PARTS OF THE EXERCISE
a – Read the passage about the Septuagint below and decide whether each statement agrees with it. Answer yes or no, and quote the words from the passage that settle it: (i) Hellenized Jews used the Septuagint for centuries. (ii) Hitler was a Christian. (iii) Germany is the birthplace of Protestantism.
b – Carry on the passage about the Septuagint below, picking up right after its final sentence and keeping the same voice.

EXTRACT

It is interesting to point out that the Septuagint was used by Hellenized Jews for centuries, but after the resurrection of Christ and the spreading of Christianity, the Jewish authorities who rejected Christ ended up rejecting the Septuagint, being that it was heavily quoted by Jesus; and used by the early Christians; after all it is the Book of Wisdom which has the astounding prophecy of the suffering messiah. As for e Talmud, that Book is not innspired by God, but rather a collection of writings by rabbis. Much of which was written to besmirch Christianity and Chris Himself to dissuade Jews from finding Christ.
That’s like saying Judaism was responsible for the massacres of hundreds of millions of people simply because Karl Marx, Vladimir Lenin and the Bolshevik Revolution that ushered in Communism, all had Jewish roots. So the analogy is invalid. As for Hitler, he was no Christian, but rather a believer and practitioner of the occult.the Nazis came from a Christian country, Germany, the birthplace of Protestantism. Sure some Christians died in concentration camps, but it was other Christians who killed them, Christians called Nazis who were out to kill Jews mostly…6 million of them.

DATA FOR ANALYSIS
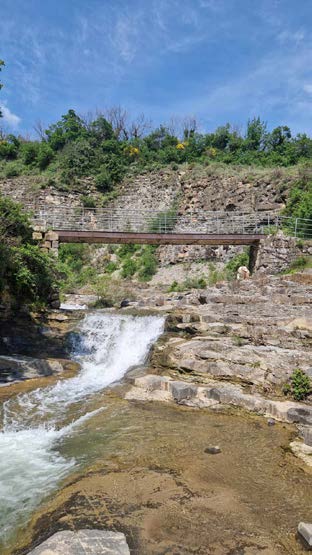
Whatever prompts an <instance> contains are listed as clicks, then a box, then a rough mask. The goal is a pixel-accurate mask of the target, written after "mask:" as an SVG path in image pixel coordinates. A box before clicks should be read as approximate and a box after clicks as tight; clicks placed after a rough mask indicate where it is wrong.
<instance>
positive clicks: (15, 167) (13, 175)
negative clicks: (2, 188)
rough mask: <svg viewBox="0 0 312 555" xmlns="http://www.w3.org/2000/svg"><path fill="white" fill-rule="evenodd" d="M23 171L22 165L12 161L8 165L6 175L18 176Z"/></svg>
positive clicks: (9, 177)
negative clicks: (20, 165) (11, 161)
mask: <svg viewBox="0 0 312 555" xmlns="http://www.w3.org/2000/svg"><path fill="white" fill-rule="evenodd" d="M21 173H22V169H21V167H20V165H19V164H18V163H17V162H16V163H15V162H12V163H11V164H10V165H8V166H7V167H6V169H5V176H6V177H9V178H10V177H17V176H18V175H21Z"/></svg>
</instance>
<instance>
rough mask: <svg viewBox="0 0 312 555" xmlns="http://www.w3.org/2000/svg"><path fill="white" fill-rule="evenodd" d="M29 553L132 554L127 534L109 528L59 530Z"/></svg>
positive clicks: (28, 554)
mask: <svg viewBox="0 0 312 555" xmlns="http://www.w3.org/2000/svg"><path fill="white" fill-rule="evenodd" d="M28 555H130V551H129V547H128V545H127V542H126V538H125V535H124V534H122V533H121V532H111V531H109V530H79V531H78V532H72V531H70V530H64V531H63V532H57V533H56V534H54V535H53V536H51V537H50V538H49V539H48V540H46V541H45V542H43V543H42V544H41V545H39V546H38V547H36V548H35V549H33V551H30V553H28Z"/></svg>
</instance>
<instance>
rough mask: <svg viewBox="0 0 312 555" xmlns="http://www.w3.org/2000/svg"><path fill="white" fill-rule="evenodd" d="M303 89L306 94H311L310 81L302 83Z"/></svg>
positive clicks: (311, 91)
mask: <svg viewBox="0 0 312 555" xmlns="http://www.w3.org/2000/svg"><path fill="white" fill-rule="evenodd" d="M303 90H304V92H306V93H308V94H312V83H306V84H305V85H303Z"/></svg>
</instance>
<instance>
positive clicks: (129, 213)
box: [25, 205, 312, 239]
mask: <svg viewBox="0 0 312 555" xmlns="http://www.w3.org/2000/svg"><path fill="white" fill-rule="evenodd" d="M25 209H26V210H27V211H29V212H30V213H31V218H32V221H33V224H34V225H40V226H44V227H46V228H47V229H54V230H62V231H65V230H72V231H109V232H132V233H192V234H196V233H205V234H232V235H235V234H248V235H250V234H253V235H260V234H269V233H276V232H277V231H279V230H283V231H284V232H285V233H287V234H288V235H291V236H293V237H298V238H306V239H312V220H311V219H304V218H294V217H289V216H281V215H279V214H278V213H275V212H253V213H250V212H249V213H247V212H246V213H242V212H221V211H199V210H196V211H192V210H189V211H187V212H185V213H180V212H177V213H175V212H173V211H172V210H163V211H159V210H120V209H119V210H118V209H116V210H114V211H112V210H109V209H105V208H96V209H93V208H83V207H76V208H72V207H66V206H53V207H51V206H49V207H48V208H47V206H44V205H41V206H36V207H30V206H25Z"/></svg>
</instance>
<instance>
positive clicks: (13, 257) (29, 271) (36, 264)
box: [8, 244, 55, 303]
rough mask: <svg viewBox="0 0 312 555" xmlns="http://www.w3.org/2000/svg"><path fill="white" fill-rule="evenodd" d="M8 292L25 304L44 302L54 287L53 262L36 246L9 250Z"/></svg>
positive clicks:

ANSWER LIST
a –
(i) Yes: "the Septuagint was used by Hellenized Jews for centuries"
(ii) No: "As for Hitler, he was no Christian, but rather a believer and practitioner of the occult."
(iii) Yes: "Germany, the birthplace of Protestantism"

b –
The problem is that today most Jews don’t even know their own Torah. As for priests, the priesthood, priestly vestments and the temple, these were all commanded by God. One has to understand that the role of a priest is to offer sacrifice; and sacrifices were offered in the temple…As for the Torah’s discussion about priestly garments, etc., that’s not about the Temple.